- _Aufgaben_
[A] Beantworten Sie anhand des Textes zum Fitness-Check Gastronomie 2025 diese Fragen:
(i) Von wem wurde der Fitness-Check Gastronomie 2025 durchgeführt?
(ii) Wer ist in der Podcastfolge als Interviewpartner zu Gast?
(iii) Auf wie viel Prozent steigt der Frauenanteil in Führungspositionen?
[B] Entnehmen Sie dem Text zum Fitness-Check Gastronomie 2025 wortgetreu den Abschnitt von „Wirtschaftliche Lage: Wo“ bis „er sogar rückläufig.“.

- _Übungstext_
Fitness-Check Gastronomie 2025: Herausforderungen und Strategien für die Zukunft
Die österreichische Gastronomiebranche steht vor großen Herausforderungen. Der Fitness-Check Gastronomie 2025, durchgeführt von der Österreichischen Hotel- und Tourismusbank (OeHT), der Prodinger Tourismusberatung und Kohl > Partner, zeigt alarmierende Trends auf: Steigende Kosten, stagnierende Umsätze und sinkende Gästefrequenzen setzen insbesondere kleine Betriebe unter Druck. Gleichzeitig gewinnen ESG-Kriterien (Umwelt, Soziales, Unternehmensführung) zunehmend an Bedeutung.
In diesem Beitrag beleuchten wir die wichtigsten Erkenntnisse aus dem Fitness-Check Gastronomie, analysieren wirtschaftliche Entwicklungen und bieten praxisnahe Strategien für Gastronomen, um langfristig erfolgreich zu bleiben.
Als Interviewpartner zu Gast ist in dieser Podcastfolge ist Florian Zellmann, der Prokurist der OeHT.
Wirtschaftliche Lage: Wo steht die Gastronomie 2025?
Umsatzentwicklung und Gästefrequenz
- Der Umsatz pro Sitzplatz steigt nur leicht – in kleineren Betrieben mit weniger als 100 Sitzplätzen ist er sogar rückläufig.
- Trotz gestiegener Preise für Speisen und Getränke bleibt der reale Umsatzzuwachs hinter der Inflation zurück.
- Die Gästefrequenz nimmt ab, was besonders für kleine und traditionelle Wirtshäuser zum Problem wird.
Kostenfaktoren: Wareneinsatz und Mitarbeiterkosten steigen
- Die Wareneinsätze sind gestiegen, besonders im Getränkebereich.
- Mitarbeiterkosten sind der größte Kostentreiber:
- Der Personalaufwand pro Vollzeitäquivalent (VZÄ) ist signifikant gestiegen.
- Kleine Betriebe können diese Kosten oft nicht auffangen.
- Besonders Fine-Dining-Restaurants und Haubenküchen leiden unter steigenden Wareneinsätzen und Mitarbeiterkosten.
Strukturelle Unterschiede zwischen kleinen und großen Betrieben
- Kleine Betriebe (bis 300.000 Euro Umsatz):
- Massive Rückgänge beim Ergebnis vor Steuern.
- Kostendeckung durch Preiserhöhungen kaum möglich.
- Größere Betriebe (ab 101 Sitzplätze):
- Profitieren von Skaleneffekten: bessere Einkaufskonditionen, optimiertes Mitarbeitermanagement.
- Können Preisanpassungen leichter durchsetzen.
ESG-Kennzahlen im Fitness-Check Gastronomie: Nachhaltigkeit wird zum wirtschaftlichen Faktor
Erstmals wurden ESG-Kennzahlen im Fitness-Check Gastronomie erfasst. Die wichtigsten Erkenntnisse:
- 72 % der Betriebe beziehen Waren aus einem Umkreis von maximal 100 km – ein Zeichen für starke regionale Wertschöpfung.
- Frauenanteil in Führungspositionen steigt auf 50 %.

- _Bereitgestelltes Material_
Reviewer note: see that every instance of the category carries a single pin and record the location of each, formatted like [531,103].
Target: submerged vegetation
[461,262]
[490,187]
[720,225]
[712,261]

- _Lösungen_
[A]
(i) Von der Österreichischen Hotel- und Tourismusbank (OeHT), der Prodinger Tourismusberatung und Kohl > Partner.
(ii) Florian Zellmann, der Prokurist der OeHT.
(iii) Auf 50 %.

[B]
Wirtschaftliche Lage: Wo steht die Gastronomie 2025?
Umsatzentwicklung und Gästefrequenz
- Der Umsatz pro Sitzplatz steigt nur leicht – in kleineren Betrieben mit weniger als 100 Sitzplätzen ist er sogar rückläufig.